Camila Beltrán, une réalisatrice cenonnaise au festival de Cannes
Née en 1984 à Bogotá en Colombie, Camila Beltrán vit en France depuis 2007 et à Cenon, dans la métropole bordelaise, depuis près d'un an. Son premier long métrage, Mi Bestia, a fait partie des films projetés dans la sélection de l'ACID au festival de Cannes 2024. Camila Beltrán n'en revient toujours pas.
Le 18 mai dernier, la réalisatrice est invitée à monter les célèbres marches du Palais lors de la 77e édition du festival de Cannes. Un honneur qu'elle doit à la programmation de son premier long métrage, Mi Bestia, dans la sélection parallèle de l'ACID, l'Association du Cinéma Indépendant pour sa Diffusion, (née en 1993).
"À Cannes, je craignais un peu un côté bling-bling ; mais en fait, j'ai passé un super moment et j'ai eu des discussions très intéressantes avec d'autres vidéastes sur les pratiques cinématographiques. Et puis, être à Cannes donne un vrai coup de projecteur. Depuis, je constate que mon film commence à exister, j'ai eu un entretien avec Mediapart, par exemple", commente Camila Beltrán.
Entièrement tourné en Colombie, Mi Bestia raconte la transformation d’une adolescente dans le Bogotá des années 1990 quand l'annonce d'une éclipse de lune à venir alimente rumeurs et superstitions. Récit d'apprentissage, angoissant et sauvage, Mi Bestia réussit à entremêler les genres et se défaire des codes avec originalité et beauté. Interrogées sur les raisons qui les ont motivées à choisir ce film dans leur sélection, Pascale Hannoyer et Clara Teper, toutes deux membres de l'ACID expliquent : "Ce qui nous a beaucoup plu dans ce film, c’est qu’il invente une forme puissante et singulière pour raconter cet âge fondateur dans la vie d’une femme : le passage de l’enfance à l’adolescence. Par son travail sur la texture de l’image et sa cadence, son choix des cadres, le travail du son et de la musique, il nous replonge presque physiquement dans la sensation d’inquiétante étrangeté voire d’angoisse de cette période de profonds bouleversements. Il emprunte aux codes du fantastique, mais pour les détourner et nous rive aux pas de son héroïne, Mila, qui dégage douceur et détermination, pour l’accompagner dans son parcours d’émancipation."

- **Matériel fourni**
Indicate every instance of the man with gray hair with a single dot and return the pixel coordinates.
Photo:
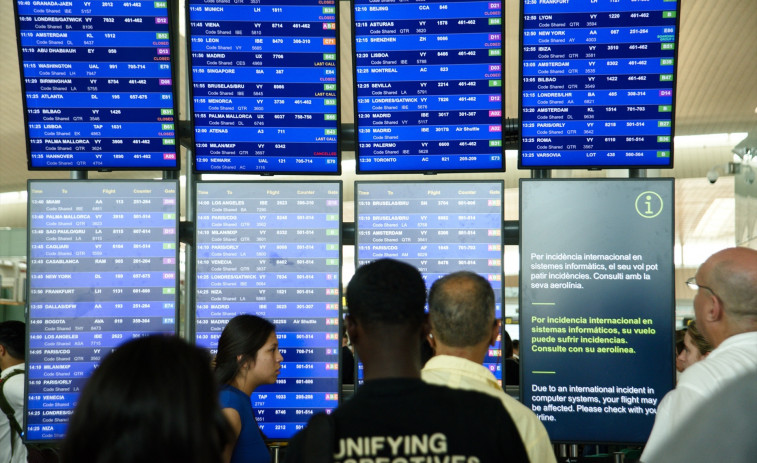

- **Consigne**
Recopiez mot pour mot le passage de l'article sur Camila Beltrán qui commence à « Le 18 mai dernier, la » et va jusqu'à « (née en 1993). » inclus.

- **Réponse complète**
Le 18 mai dernier, la réalisatrice est invitée à monter les célèbres marches du Palais lors de la 77e édition du festival de Cannes. Un honneur qu'elle doit à la programmation de son premier long métrage, Mi Bestia, dans la sélection parallèle de l'ACID, l'Association du Cinéma Indépendant pour sa Diffusion, (née en 1993).